SET EXERCISE 1: Rewrite every line of the records, changing "suit jacket" to "blazer" and keeping everything else the same. Leave the pictures out.

DOCUMENT:
## Start
Best practice for troubleshooting 100% CPU on EPiServer site?

Markus Andersson

Vote:

expand_less 0 expand_more

Hi!

We're currently experiencing intermittent CPU spikes on one of our EPiServer sites.

Can anyone share some best practices when troubleshooting these problems?

I've tried LogParserStudio for IIS logs and DebugDiag for memory dumps, but with no luck.

Is WinDbg the way to go or some 3rd party application?

#203525

Apr 26, 2019 8:54

Quan Mai

Vote:

expand_less 0 expand_more

Windbg is still the golden standard to analyse such issue. Remember you can always reach out to developer support service for further assistance.

#203526

Apr 26, 2019 10:00

valdis

Vote:

expand_less 0 expand_more

nothing yet has beaten windbg. you can also try to open process dump in VS (2019 actually has some nice updates and you can mix match process architectures and open 64bit dumps as well). look for threads, their running time and CLR stack. that would be perfect starting position :)

#203529

Apr 26, 2019 11:06

Henrik Fransas

Vote:

expand_less 0 expand_more

Agree with Valdis, Windbg is the greatest (if you learn how to use it..).
But I would say that VS2019 is a great alternative and more easy to use

#203575

Apr 29, 2019 9:25

Daniel Ovaska

Vote:

expand_less 0 expand_more

If you are able to reproduce the bad performance locally you can use the performance profiler tool in VS 2017. That has found plenty of performance issues for me.

If it occurs on production I usually start by analyzing IIS logs to find see if any particular page / service has an absurd mean execution time. I use Log Parser Studio for this. There is a pretty good query call top 25 slowest urls that can get you started in the right direction. Also check scheduled jobs and what execution time those have in Episerver admin.

If all else fails...

WinDbg

#203582

Apr 29, 2019 11:50

Quan Mai

Vote:

expand_less 0 expand_more

I am ovbiously biased but I find it more often than not it is easier to use windbg to find out a 100% CPU problem's root cause. Know a few basic command like .threadpool, .runaway or .clrstack will help you narrow down if not find out where the problem is.

#203583

Apr 29, 2019 11:58

Markus Andersson

Vote:

expand_less 0 expand_more

Thanks everyone for sharing thoughts and ideas!

Should I use an "ordinary" process dump or a crash dump for troubleshooting?

Right now we have an "ordinary" process dump from when the process has exceeded 80% CPU for 20 seconds (DebugDiag).

#203623

Edited, Apr 30, 2019 10:01

valdis

Vote:

expand_less 0 expand_more

every dump is valuable (most of the time). don't forget to bring also mscordacwks.dll from the server (it's required for windbg to match runtime info properly).
## End
RECORD EXCERPTS:
## Start
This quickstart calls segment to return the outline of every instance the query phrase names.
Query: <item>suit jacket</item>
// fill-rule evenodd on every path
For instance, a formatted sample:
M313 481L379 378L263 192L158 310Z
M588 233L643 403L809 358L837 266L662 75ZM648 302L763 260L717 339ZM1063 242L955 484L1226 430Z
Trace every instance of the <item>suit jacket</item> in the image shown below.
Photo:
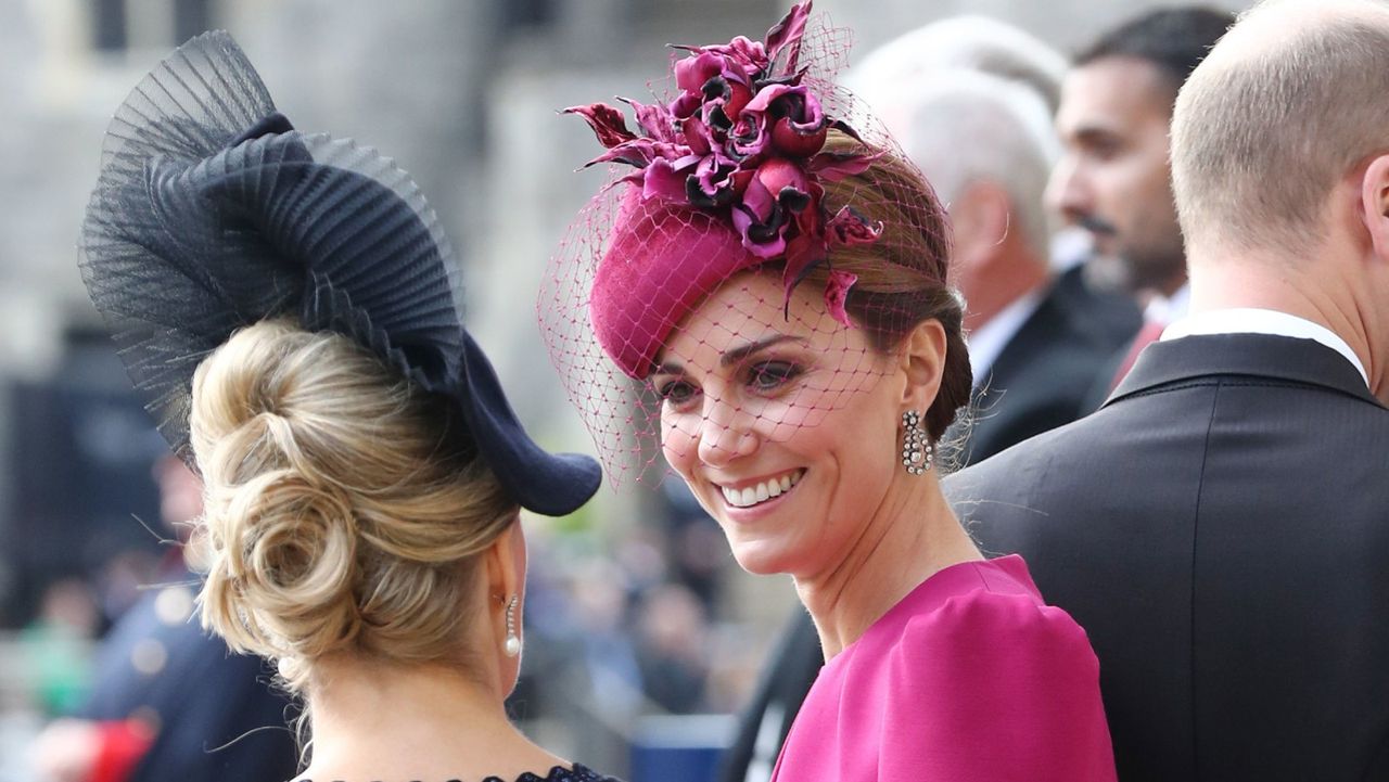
## End
SET EXERCISE 2: Which WinDbg commands does the forum thread on 100% CPU troubleshooting name?

TASK OUTPUT 1:
This quickstart calls segment to return the outline of every instance the query phrase names.
Query: <item>blazer</item>
// fill-rule evenodd on every path
For instance, a formatted sample:
M313 481L379 378L263 192L158 310Z
M588 233L643 403L809 358L837 266L662 75ZM648 302L763 260L717 339ZM1063 242L955 484L1226 430Z
Trace every instance of the <item>blazer</item> in the image shown below.
Photo:

TASK OUTPUT 2:
.threadpool
.runaway
.clrstack